■ WHAT IS NEEDED ■
Put every line of the entries below into a numbered list, leaving out blank lines and any pictures.

■ DATASET EXTRACT ■
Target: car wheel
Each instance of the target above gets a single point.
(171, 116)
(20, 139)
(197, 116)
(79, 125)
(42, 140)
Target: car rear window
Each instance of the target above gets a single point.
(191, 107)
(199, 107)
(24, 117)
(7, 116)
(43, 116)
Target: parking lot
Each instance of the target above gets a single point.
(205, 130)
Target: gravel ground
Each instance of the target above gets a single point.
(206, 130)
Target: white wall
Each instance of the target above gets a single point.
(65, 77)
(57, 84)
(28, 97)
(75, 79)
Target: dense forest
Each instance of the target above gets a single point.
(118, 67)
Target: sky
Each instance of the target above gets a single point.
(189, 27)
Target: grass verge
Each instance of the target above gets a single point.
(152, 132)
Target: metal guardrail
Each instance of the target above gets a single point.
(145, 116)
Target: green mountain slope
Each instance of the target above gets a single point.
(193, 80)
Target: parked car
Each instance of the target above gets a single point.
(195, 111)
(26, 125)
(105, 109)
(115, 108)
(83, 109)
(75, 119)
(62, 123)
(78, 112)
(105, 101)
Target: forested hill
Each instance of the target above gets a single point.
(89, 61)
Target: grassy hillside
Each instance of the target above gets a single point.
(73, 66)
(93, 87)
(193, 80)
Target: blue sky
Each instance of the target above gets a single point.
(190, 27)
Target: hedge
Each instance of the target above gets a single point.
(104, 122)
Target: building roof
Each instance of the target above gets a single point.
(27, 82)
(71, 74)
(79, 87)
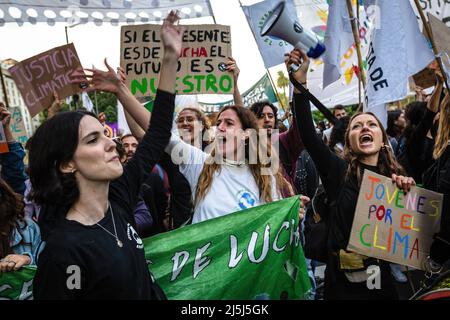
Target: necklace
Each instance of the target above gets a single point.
(119, 243)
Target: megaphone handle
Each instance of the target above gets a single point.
(319, 105)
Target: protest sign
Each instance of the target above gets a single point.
(200, 67)
(394, 226)
(111, 129)
(38, 77)
(251, 254)
(17, 126)
(3, 143)
(425, 78)
(262, 90)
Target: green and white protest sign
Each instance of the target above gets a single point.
(17, 285)
(394, 226)
(200, 67)
(251, 254)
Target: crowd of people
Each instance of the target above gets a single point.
(88, 200)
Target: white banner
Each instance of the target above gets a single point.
(272, 49)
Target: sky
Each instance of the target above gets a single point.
(94, 43)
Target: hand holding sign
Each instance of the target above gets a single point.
(392, 225)
(299, 58)
(403, 183)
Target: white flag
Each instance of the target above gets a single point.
(338, 39)
(272, 50)
(87, 103)
(397, 51)
(122, 123)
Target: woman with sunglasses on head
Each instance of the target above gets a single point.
(92, 249)
(366, 147)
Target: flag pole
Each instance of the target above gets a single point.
(362, 76)
(4, 87)
(429, 33)
(267, 70)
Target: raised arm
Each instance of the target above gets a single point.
(233, 67)
(317, 149)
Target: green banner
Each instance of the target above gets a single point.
(250, 254)
(17, 285)
(262, 90)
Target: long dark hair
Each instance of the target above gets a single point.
(387, 164)
(11, 210)
(53, 145)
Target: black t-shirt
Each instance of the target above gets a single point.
(85, 262)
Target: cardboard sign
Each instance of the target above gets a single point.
(17, 126)
(441, 36)
(200, 67)
(392, 226)
(38, 77)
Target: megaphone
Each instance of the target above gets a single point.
(281, 25)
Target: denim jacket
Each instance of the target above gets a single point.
(13, 167)
(26, 239)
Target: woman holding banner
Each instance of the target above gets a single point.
(92, 249)
(366, 147)
(437, 178)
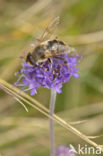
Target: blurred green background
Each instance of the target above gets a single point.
(81, 25)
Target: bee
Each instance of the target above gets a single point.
(46, 48)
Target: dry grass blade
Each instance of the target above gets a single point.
(35, 104)
(77, 122)
(35, 8)
(87, 38)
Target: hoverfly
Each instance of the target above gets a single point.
(46, 48)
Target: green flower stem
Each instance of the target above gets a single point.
(52, 107)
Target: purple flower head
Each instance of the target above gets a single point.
(64, 151)
(48, 74)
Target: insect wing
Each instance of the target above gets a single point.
(49, 29)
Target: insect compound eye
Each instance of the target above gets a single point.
(30, 59)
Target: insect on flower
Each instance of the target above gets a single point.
(46, 49)
(49, 64)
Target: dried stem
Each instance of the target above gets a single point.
(52, 107)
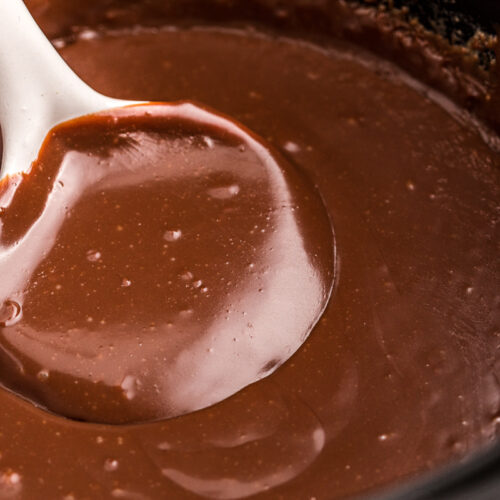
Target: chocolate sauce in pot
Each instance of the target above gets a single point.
(400, 374)
(164, 259)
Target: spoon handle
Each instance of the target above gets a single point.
(37, 88)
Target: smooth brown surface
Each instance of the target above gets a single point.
(164, 259)
(401, 373)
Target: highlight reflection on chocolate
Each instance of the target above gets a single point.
(400, 375)
(168, 260)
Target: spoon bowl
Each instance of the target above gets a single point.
(38, 89)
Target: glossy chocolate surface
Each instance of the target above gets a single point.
(164, 258)
(401, 373)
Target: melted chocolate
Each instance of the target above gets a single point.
(401, 373)
(164, 259)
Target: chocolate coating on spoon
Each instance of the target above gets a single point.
(157, 260)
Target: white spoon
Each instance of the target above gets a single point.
(38, 89)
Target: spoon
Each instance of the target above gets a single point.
(155, 261)
(38, 89)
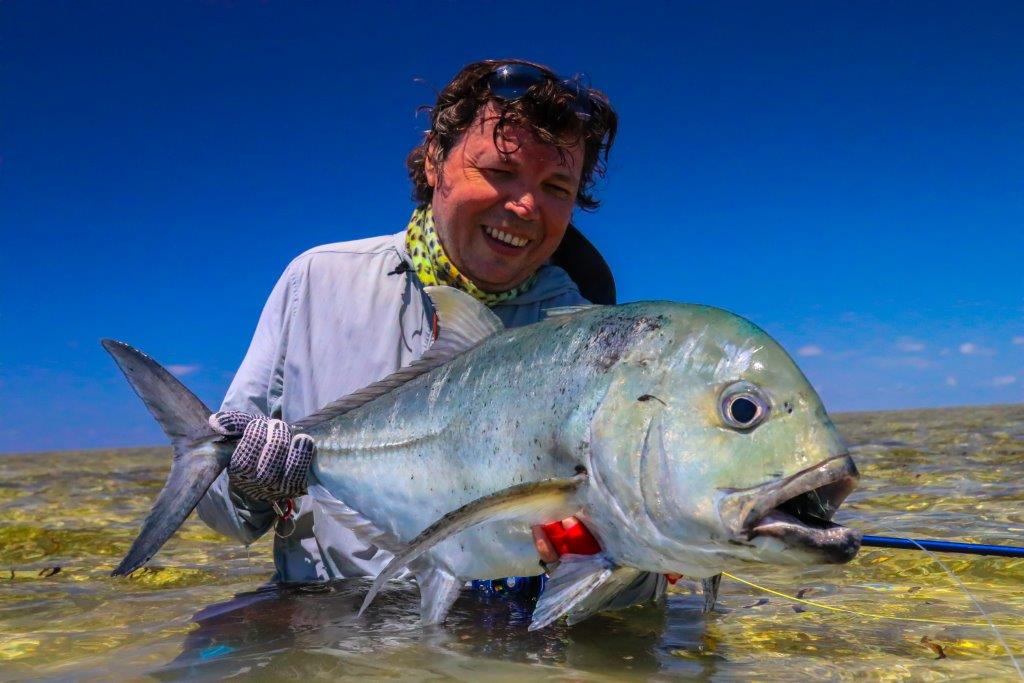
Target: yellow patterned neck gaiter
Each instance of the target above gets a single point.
(433, 267)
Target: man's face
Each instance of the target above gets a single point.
(502, 212)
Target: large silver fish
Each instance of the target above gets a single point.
(683, 436)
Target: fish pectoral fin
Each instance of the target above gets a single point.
(535, 501)
(584, 585)
(438, 591)
(626, 588)
(710, 588)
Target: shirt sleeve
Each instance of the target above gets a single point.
(254, 388)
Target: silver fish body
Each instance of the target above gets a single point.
(629, 393)
(683, 436)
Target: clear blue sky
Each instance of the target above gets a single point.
(850, 175)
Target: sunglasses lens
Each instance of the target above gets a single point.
(512, 82)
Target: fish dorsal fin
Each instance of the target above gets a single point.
(463, 323)
(561, 311)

■ PROBLEM SOLUTION ■
1. Target: car wheel
2. Each instance of the target above gets a single point.
3. (171, 116)
4. (20, 139)
5. (197, 116)
6. (79, 125)
7. (42, 140)
8. Target: car rear window
9. Each instance of the target above gets a single point.
10. (191, 107)
11. (199, 107)
12. (24, 117)
13. (7, 116)
14. (43, 116)
15. Target: parking lot
16. Each instance of the target above gets a single point.
17. (205, 130)
18. Target: gravel ground
19. Each instance of the target above gets a single point.
20. (206, 130)
21. Target: white wall
22. Each instance of the target above gets a single point.
23. (65, 77)
24. (57, 84)
25. (28, 97)
26. (75, 79)
27. Target: dense forest
28. Each instance of the target above gets a single point.
29. (118, 67)
30. Target: sky
31. Each instance of the target above gets a single point.
32. (189, 27)
33. Target: grass verge
34. Each instance of the target above gets a single point.
35. (152, 132)
36. Target: metal guardrail
37. Each instance of the target above gets a single point.
38. (145, 116)
39. Target: green mountain slope
40. Each instance of the target above gets a single point.
41. (193, 80)
42. Target: parked car
43. Each instance of the target above gets a single point.
44. (195, 111)
45. (26, 125)
46. (105, 109)
47. (115, 108)
48. (83, 109)
49. (75, 119)
50. (62, 123)
51. (78, 112)
52. (105, 101)
53. Target: forested hill
54. Each instance of the target above gets a single point.
55. (89, 61)
56. Target: grassy hillside
57. Each instance of the target above gets a single point.
58. (73, 66)
59. (93, 87)
60. (193, 80)
61. Target: blue sky
62. Each instance of the target above gets a single point.
63. (190, 27)
64. Target: hedge
65. Each instance of the target above gets a single point.
66. (104, 122)
67. Target: building roof
68. Each instance of the target above gets a single point.
69. (27, 82)
70. (71, 74)
71. (79, 87)
72. Target: necklace
73. Each instance of the target above gets a single point.
74. (119, 243)
75. Target: megaphone handle
76. Each instance of the target above gets a single point.
77. (319, 105)
78. Target: protest sign
79. Each instance of the target above gets a single point.
80. (200, 67)
81. (394, 226)
82. (111, 129)
83. (38, 77)
84. (251, 254)
85. (17, 126)
86. (3, 143)
87. (425, 78)
88. (262, 90)
89. Target: green and white protest sign
90. Each instance of the target above gets a single point.
91. (17, 285)
92. (394, 226)
93. (200, 67)
94. (251, 254)
95. Target: crowd of people
96. Each instance of the target above gets a single point.
97. (88, 200)
98. Target: white banner
99. Each instance of the target above gets a single point.
100. (272, 49)
101. Target: sky
102. Each instance of the target above gets a single point.
103. (94, 43)
104. Target: hand holding sign
105. Each instance of the target above gets a single point.
106. (392, 225)
107. (299, 58)
108. (403, 183)
109. Target: white flag
110. Each instance of the target above gets a single point.
111. (338, 39)
112. (272, 50)
113. (87, 103)
114. (397, 51)
115. (122, 123)
116. Target: woman with sunglasses on head
117. Each instance of the target above gets a single point.
118. (92, 249)
119. (366, 147)
120. Target: flag pole
121. Each instance of the target above gets a single point.
122. (362, 76)
123. (4, 87)
124. (429, 33)
125. (267, 70)
126. Target: raised arm
127. Each instance of the target above gets a single point.
128. (233, 67)
129. (317, 149)
130. Target: green banner
131. Each instance of the target above gets a single point.
132. (250, 254)
133. (17, 285)
134. (262, 90)
135. Target: long dark hair
136. Each instance of the target above gets a single point.
137. (387, 164)
138. (11, 210)
139. (53, 145)
140. Target: black t-shirt
141. Each instance of the target above gets a single point.
142. (85, 262)
143. Target: cardboard sign
144. Each instance of the target above gets a single point.
145. (17, 126)
146. (441, 36)
147. (200, 67)
148. (392, 226)
149. (38, 77)
150. Target: megaphone
151. Each instance of the target above gets a single point.
152. (281, 25)
153. Target: denim jacket
154. Each instance of the target above gets a single point.
155. (13, 167)
156. (26, 239)
157. Target: woman holding banner
158. Each instance of the target above gets a single point.
159. (92, 249)
160. (366, 147)
161. (437, 178)
162. Target: blurred green background
163. Each instance of the target above gets a single point.
164. (81, 25)
165. Target: bee
166. Each instance of the target above gets a single point.
167. (46, 48)
168. Target: dry grass blade
169. Each instance of the target above gets a single point.
170. (35, 104)
171. (77, 122)
172. (35, 8)
173. (87, 38)
174. Target: hoverfly
175. Each instance of the target above gets a single point.
176. (46, 48)
177. Target: green flower stem
178. Each instance of the target above gets a single point.
179. (52, 107)
180. Target: purple flower head
181. Each instance of the target above gets a single point.
182. (64, 151)
183. (48, 74)
184. Target: insect wing
185. Each instance of the target above gets a single point.
186. (49, 29)
187. Target: insect compound eye
188. Each instance of the target above gets a single point.
189. (30, 59)
190. Target: insect on flower
191. Each instance of the target above gets a single point.
192. (46, 49)
193. (49, 64)
194. Target: dried stem
195. Each instance of the target above gets a single point.
196. (52, 107)
197. Target: chocolate sauce in pot
198. Each instance of the target above gets a single point.
199. (400, 374)
200. (164, 259)
201. Target: spoon handle
202. Each instance of the target above gets a single point.
203. (37, 88)
204. Target: smooth brown surface
205. Each instance of the target above gets a single point.
206. (164, 259)
207. (401, 373)
208. Target: highlight reflection on chocolate
209. Each instance of the target above gets a single point.
210. (400, 375)
211. (168, 260)
212. Target: spoon bowl
213. Each instance of the target above gets a single point.
214. (38, 89)
215. Target: glossy chocolate surface
216. Each instance of the target above gets a single point.
217. (164, 258)
218. (401, 373)
219. Target: melted chocolate
220. Each instance of the target above gets a single point.
221. (401, 373)
222. (164, 259)
223. Target: chocolate coating on spoon
224. Each instance of the target above gets a single point.
225. (157, 260)
226. Target: white spoon
227. Each instance of the target above gets a single point.
228. (38, 89)
229. Target: spoon
230. Each instance of the target above gets a single point.
231. (155, 261)
232. (38, 89)
233. Target: yellow patterned neck gaiter
234. Each instance of the target above gets a single point.
235. (433, 267)
236. Target: man's face
237. Each instance of the target above gets a single point.
238. (502, 212)
239. Target: large silver fish
240. Each instance of the target above gets a single point.
241. (683, 436)
242. Target: fish pectoral fin
243. Each instance of the target above gets a single point.
244. (535, 501)
245. (584, 585)
246. (438, 591)
247. (626, 588)
248. (710, 588)
249. Target: shirt sleeve
250. Each instance of the target above gets a single point.
251. (254, 388)
252. Target: silver fish body
253. Each instance of the target above gets a single point.
254. (629, 393)
255. (683, 436)
256. Target: clear blue sky
257. Each instance of the target above gets a single point.
258. (850, 175)
259. Target: sunglasses lens
260. Each instance of the target above gets a single point.
261. (512, 82)
262. Target: fish dorsal fin
263. Each instance of the target above gets a single point.
264. (463, 323)
265. (561, 311)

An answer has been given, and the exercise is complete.